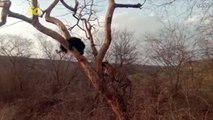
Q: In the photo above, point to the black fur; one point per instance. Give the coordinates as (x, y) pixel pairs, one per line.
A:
(75, 42)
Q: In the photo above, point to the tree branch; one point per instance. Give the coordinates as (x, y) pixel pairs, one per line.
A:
(5, 9)
(69, 7)
(56, 21)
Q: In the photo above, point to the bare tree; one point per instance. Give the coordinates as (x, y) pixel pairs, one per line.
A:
(124, 48)
(16, 49)
(94, 75)
(170, 49)
(60, 65)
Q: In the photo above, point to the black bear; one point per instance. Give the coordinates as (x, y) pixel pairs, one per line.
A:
(75, 42)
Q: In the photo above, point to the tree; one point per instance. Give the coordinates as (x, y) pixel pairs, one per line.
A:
(82, 14)
(124, 49)
(170, 48)
(16, 49)
(60, 65)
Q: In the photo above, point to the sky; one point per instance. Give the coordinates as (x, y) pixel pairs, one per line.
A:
(141, 21)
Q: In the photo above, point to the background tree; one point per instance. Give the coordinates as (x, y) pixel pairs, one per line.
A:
(82, 14)
(170, 48)
(17, 50)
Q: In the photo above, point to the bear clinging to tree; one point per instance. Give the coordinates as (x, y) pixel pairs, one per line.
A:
(75, 42)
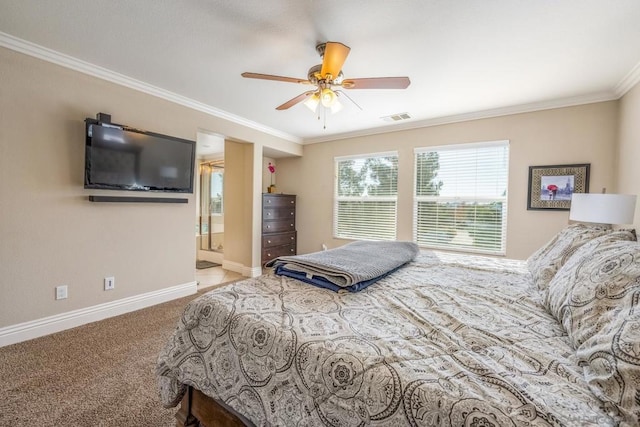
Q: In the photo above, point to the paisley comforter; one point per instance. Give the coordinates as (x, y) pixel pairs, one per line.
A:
(446, 340)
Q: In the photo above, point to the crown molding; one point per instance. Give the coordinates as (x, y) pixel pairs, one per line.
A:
(629, 81)
(58, 58)
(476, 115)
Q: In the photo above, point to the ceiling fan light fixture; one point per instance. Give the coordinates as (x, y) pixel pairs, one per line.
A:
(312, 102)
(328, 97)
(336, 107)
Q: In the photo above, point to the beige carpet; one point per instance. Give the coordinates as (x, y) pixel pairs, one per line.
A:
(100, 374)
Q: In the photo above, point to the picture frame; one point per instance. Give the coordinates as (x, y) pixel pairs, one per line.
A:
(551, 187)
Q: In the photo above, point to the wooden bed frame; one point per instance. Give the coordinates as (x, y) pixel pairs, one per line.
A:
(199, 410)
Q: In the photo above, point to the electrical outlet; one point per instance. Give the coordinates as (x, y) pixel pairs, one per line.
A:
(61, 292)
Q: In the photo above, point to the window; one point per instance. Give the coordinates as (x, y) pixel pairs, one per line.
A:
(366, 195)
(460, 199)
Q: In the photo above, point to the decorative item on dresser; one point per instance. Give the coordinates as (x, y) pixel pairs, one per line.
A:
(278, 225)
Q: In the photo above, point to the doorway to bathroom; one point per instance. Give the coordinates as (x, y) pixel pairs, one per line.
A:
(211, 218)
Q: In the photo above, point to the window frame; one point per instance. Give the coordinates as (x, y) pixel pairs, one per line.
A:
(337, 198)
(477, 199)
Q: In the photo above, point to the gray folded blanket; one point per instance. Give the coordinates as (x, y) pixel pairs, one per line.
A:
(352, 266)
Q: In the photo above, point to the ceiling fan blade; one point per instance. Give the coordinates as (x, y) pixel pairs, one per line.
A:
(333, 59)
(377, 83)
(275, 78)
(290, 103)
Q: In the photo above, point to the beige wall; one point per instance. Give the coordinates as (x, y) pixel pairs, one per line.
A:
(51, 235)
(582, 134)
(629, 147)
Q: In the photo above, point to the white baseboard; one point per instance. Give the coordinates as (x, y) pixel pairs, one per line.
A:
(59, 322)
(242, 269)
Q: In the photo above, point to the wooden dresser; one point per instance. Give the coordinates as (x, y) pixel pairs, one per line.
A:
(278, 225)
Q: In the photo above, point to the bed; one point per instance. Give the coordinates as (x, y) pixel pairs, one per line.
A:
(445, 339)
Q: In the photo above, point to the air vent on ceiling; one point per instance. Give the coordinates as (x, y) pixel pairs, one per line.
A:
(396, 117)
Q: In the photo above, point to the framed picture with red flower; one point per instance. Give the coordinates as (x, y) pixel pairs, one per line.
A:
(551, 187)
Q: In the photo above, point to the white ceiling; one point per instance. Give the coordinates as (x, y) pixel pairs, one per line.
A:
(465, 58)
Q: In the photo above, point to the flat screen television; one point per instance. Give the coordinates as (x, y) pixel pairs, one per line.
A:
(122, 158)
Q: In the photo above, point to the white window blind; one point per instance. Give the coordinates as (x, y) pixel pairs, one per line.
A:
(460, 199)
(365, 200)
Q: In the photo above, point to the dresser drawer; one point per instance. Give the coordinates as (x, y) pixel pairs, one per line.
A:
(278, 239)
(276, 251)
(278, 200)
(269, 213)
(279, 226)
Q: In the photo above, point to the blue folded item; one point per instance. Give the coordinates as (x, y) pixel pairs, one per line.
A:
(321, 282)
(351, 267)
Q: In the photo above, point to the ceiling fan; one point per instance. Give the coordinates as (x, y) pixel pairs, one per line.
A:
(328, 78)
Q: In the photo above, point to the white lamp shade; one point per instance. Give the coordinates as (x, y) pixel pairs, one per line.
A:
(603, 208)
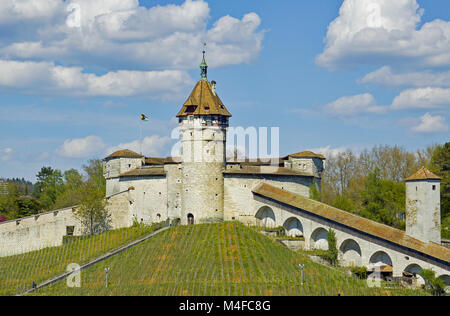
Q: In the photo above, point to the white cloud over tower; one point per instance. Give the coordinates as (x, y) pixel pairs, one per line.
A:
(137, 50)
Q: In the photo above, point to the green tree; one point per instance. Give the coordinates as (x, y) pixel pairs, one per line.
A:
(440, 165)
(48, 186)
(383, 200)
(94, 172)
(92, 211)
(71, 194)
(435, 285)
(344, 203)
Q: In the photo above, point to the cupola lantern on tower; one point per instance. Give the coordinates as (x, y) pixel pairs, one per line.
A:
(203, 123)
(204, 68)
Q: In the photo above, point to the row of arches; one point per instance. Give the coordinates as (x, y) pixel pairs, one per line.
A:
(349, 250)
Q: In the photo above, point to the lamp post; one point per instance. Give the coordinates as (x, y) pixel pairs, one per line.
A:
(301, 266)
(106, 271)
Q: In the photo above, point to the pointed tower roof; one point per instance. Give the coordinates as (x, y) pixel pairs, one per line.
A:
(203, 99)
(125, 153)
(423, 174)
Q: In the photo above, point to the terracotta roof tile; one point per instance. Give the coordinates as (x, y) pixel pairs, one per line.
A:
(423, 174)
(162, 161)
(267, 170)
(144, 172)
(364, 225)
(203, 101)
(307, 154)
(126, 153)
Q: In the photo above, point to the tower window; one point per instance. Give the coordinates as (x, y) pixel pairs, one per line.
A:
(191, 108)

— GOAL OF THE EXERCISE —
Extract the entries in full, exactly as they are, minus the pictures.

— FULL RESPONSE —
Q: In the photo above, point to the black fur; one point per instance. Give the coordinates as (x, y) pixel pairs, one per line.
A:
(75, 42)
Q: In the photo above, point to the tree branch; one point per instance. Give the coordinates as (x, y) pixel pairs, one per line.
A:
(5, 9)
(69, 7)
(56, 21)
Q: In the photo above, point to the bare tree; one point per instance. Give the coordinates as (x, y) pixel pairs, one per line.
A:
(124, 48)
(16, 49)
(94, 75)
(170, 49)
(60, 65)
Q: In the photo above, point to the black bear; one point per instance. Give the coordinates as (x, y) pixel pairs, one per line.
A:
(75, 42)
Q: In the photo above, point to the tree; one point per instance. Give the coordinates as (x, y) pixel pairs, one per line.
A:
(82, 14)
(124, 49)
(170, 48)
(16, 49)
(60, 65)
Q: In the photo above, point to the sky; one point per instance. Give the coordinates as (x, y) pixel pairs, one per line.
A:
(141, 21)
Q: In the photo above, point to the background tree; one point per instance. Give the coordinates as (x, y) pixel pairs, one per line.
A:
(82, 14)
(170, 48)
(17, 50)
Q: In the photo above, point to the bear clinging to tree; one point per instance. Give the coordinates as (x, y) pixel pairs, one per line.
A:
(75, 42)
Q: In the photo above, point to the paisley comforter; one point per instance. Give the coordinates as (x, y) pixel pairs, one per line.
A:
(446, 340)
Q: In the photo above, point to the crown molding; one point per instance. Give the coordinates as (x, y) pixel pairs, one per line.
A:
(629, 81)
(58, 58)
(476, 115)
Q: In the photo above, point to the ceiling fan light fixture; one point per instance. Give the coordinates as (x, y) pixel pairs, one per line.
A:
(312, 102)
(328, 97)
(336, 107)
Q: In the photo above, point to the beige carpet; one point per instance. Give the coordinates as (x, y) pixel pairs, one per line.
A:
(100, 374)
Q: In the photo above, point to the picture frame; one point per instance. Give the coordinates as (x, y) pixel pairs, one per line.
A:
(551, 187)
Q: In the photo above, point to the wooden bed frame; one point per instance. Give the coordinates as (x, y) pixel pairs, one per line.
A:
(199, 410)
Q: In the photo above, point to the electrical outlet; one point per instance. Give the coordinates as (x, y) pixel pairs, one per line.
A:
(61, 292)
Q: In the photo above, point to the window; one point per instance. Give the coordinates as (x, y) pixel pairs, one per line.
A:
(366, 195)
(460, 199)
Q: In the photo above, point to the decorative item on dresser; one point per instance. Give the coordinates as (x, y) pixel pairs, one per line.
A:
(278, 225)
Q: In the photo above, point to the doorway to bathroom; one point per instance. Give the coordinates as (x, y) pixel pairs, one per line.
A:
(211, 218)
Q: In the photo above, point to the window frame; one point per instance. Give the coordinates as (x, y) pixel pairs, one per line.
A:
(337, 198)
(477, 199)
Q: In the photo above, point to the gray folded blanket; one point per instance. Give the coordinates as (x, y) pixel pairs, one per line.
A:
(352, 266)
Q: In the photo above, point to the ceiling fan blade; one point per instance. Give the coordinates as (x, y) pixel pairs, one per line.
A:
(333, 59)
(377, 83)
(275, 78)
(290, 103)
Q: In the photo above, point to the beige wall; one point per instance. Give the coordinates as (x, y) pixel pairs, one per line.
A:
(51, 235)
(582, 134)
(629, 147)
Q: In the photo above, point to the white baseboard; one point per instance. Give the coordinates as (x, y) pixel pairs, one per line.
A:
(59, 322)
(242, 269)
Q: In the photo above, point to the wooden dresser; one point per instance. Give the coordinates as (x, y) pixel pairs, one per line.
A:
(278, 225)
Q: In the photo above, point to the bed; one point per instance. Give the coordinates as (x, y) pixel pairs, one per line.
A:
(445, 339)
Q: In the photo above, point to the air vent on ceiling; one point per instance. Give the coordinates as (x, y) pixel pairs, one per line.
A:
(396, 117)
Q: In the photo above, point to the framed picture with red flower; one point per instance. Give the coordinates as (x, y) pixel pairs, one per line.
A:
(551, 187)
Q: In the photo above, point to the white ceiling; one point per instance. Give the coordinates as (x, y) pixel pairs, one per line.
A:
(465, 58)
Q: In the photo above, point to the flat screen television; one point per instance. Give the coordinates as (x, y) pixel pairs, one per line.
A:
(122, 158)
Q: In the photo above, point to the white window blind; one point per instance. Give the coordinates as (x, y) pixel pairs, one per line.
A:
(460, 199)
(365, 200)
Q: In the photo above, point to the dresser drawer; one point per instance. Give the coordinates as (x, y) pixel pairs, one per line.
A:
(278, 239)
(276, 251)
(278, 200)
(269, 213)
(279, 226)
Q: In the photo above, point to the blue folded item; one point per instance. Give the coordinates as (x, y) pixel pairs, one per line.
A:
(321, 282)
(351, 267)
Q: In the photo above, point to the ceiling fan; one point per instance. Give the coordinates as (x, y) pixel pairs, one per line.
A:
(328, 78)
Q: In the photo above, point to the white lamp shade; one point per instance. Give the coordinates as (x, y) pixel pairs, one per line.
A:
(603, 208)
Q: In the photo above, point to the white cloud over tower; one point per instance. Give the coordinates as (x, y) pixel pairs, one per line.
A:
(137, 50)
Q: In the photo above, point to the green tree; one point per instance. Give the coordinates as (x, y) pixel pairs, one per line.
A:
(440, 165)
(48, 186)
(383, 200)
(94, 172)
(92, 211)
(71, 194)
(435, 285)
(344, 203)
Q: In the photo above, point to the cupola lantern on tower; one point per instance. Give the coordinates as (x, y) pixel pairs, one per line.
A:
(203, 123)
(204, 68)
Q: In the photo above, point to the row of arches; one point per instance. Give the coordinates as (x, y) pixel pairs, one per line.
A:
(349, 250)
Q: In the photo above, point to the lamp post; one point per instance. Give the coordinates as (x, y) pixel pairs, one per line.
A:
(301, 266)
(106, 271)
Q: In the photo above, point to the pointed tower roof; one point per instance. Give the coordinates as (x, y) pixel pairs, one per line.
A:
(203, 99)
(125, 153)
(423, 174)
Q: In the photo above, point to the terracotta roof tile; one point per instance. Give the coordinates as (x, y) pixel pairs, one per line.
A:
(423, 174)
(162, 161)
(267, 170)
(144, 172)
(364, 225)
(203, 101)
(307, 154)
(126, 153)
Q: In the photo above, point to the tower window; one point per instance. Give the coordinates as (x, y) pixel pairs, one per line.
A:
(191, 108)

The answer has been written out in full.